--- BEGIN Supplied entries ---

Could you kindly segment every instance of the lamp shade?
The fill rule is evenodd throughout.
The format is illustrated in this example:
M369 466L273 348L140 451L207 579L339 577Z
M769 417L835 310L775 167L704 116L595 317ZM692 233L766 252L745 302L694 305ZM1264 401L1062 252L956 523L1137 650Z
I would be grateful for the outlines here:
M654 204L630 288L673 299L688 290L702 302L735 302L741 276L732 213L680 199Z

--- END Supplied entries ---
--- BEGIN Supplied entries ---

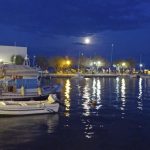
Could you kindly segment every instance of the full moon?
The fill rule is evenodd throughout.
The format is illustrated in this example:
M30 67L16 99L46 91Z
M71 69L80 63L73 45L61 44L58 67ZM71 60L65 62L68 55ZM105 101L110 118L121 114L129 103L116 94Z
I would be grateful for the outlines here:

--- END Supplied entries ---

▸ **Written task**
Show each line above that contains the string "segment".

▸ **Solution to this task**
Could you kindly segment every instance of the lamp shade?
Could you kindly segment every instance of the full moon?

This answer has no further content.